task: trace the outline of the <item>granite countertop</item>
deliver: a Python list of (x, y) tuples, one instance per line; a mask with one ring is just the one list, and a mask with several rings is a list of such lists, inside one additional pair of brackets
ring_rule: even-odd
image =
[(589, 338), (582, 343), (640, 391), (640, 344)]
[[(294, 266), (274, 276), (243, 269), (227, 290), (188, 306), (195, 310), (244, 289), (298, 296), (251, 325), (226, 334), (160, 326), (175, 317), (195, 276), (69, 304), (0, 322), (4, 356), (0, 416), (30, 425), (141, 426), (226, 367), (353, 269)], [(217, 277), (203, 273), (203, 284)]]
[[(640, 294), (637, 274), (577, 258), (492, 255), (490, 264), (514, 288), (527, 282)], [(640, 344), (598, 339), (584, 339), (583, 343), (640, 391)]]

## [EXERCISE DIRECTIONS]
Copy each record above so that no word or mark differs.

## [WRITTEN ANSWER]
task: trace the outline of the <item>granite countertop</item>
deliver: a Python list of (x, y) tuples, one instance per line; a mask with one ring is just the one list, and a mask with several rings is a list of such lists, inside one additional pair of brackets
ring_rule: even-odd
image =
[(589, 338), (582, 343), (640, 391), (640, 344)]
[[(294, 266), (274, 276), (243, 269), (227, 290), (188, 306), (195, 310), (244, 289), (298, 296), (251, 325), (226, 334), (160, 326), (175, 317), (195, 276), (69, 304), (0, 322), (4, 356), (0, 416), (30, 425), (141, 426), (226, 367), (353, 269)], [(217, 277), (203, 273), (203, 284)]]
[[(640, 294), (637, 274), (577, 258), (492, 255), (490, 264), (514, 288), (527, 282)], [(640, 344), (598, 339), (584, 339), (583, 343), (640, 391)]]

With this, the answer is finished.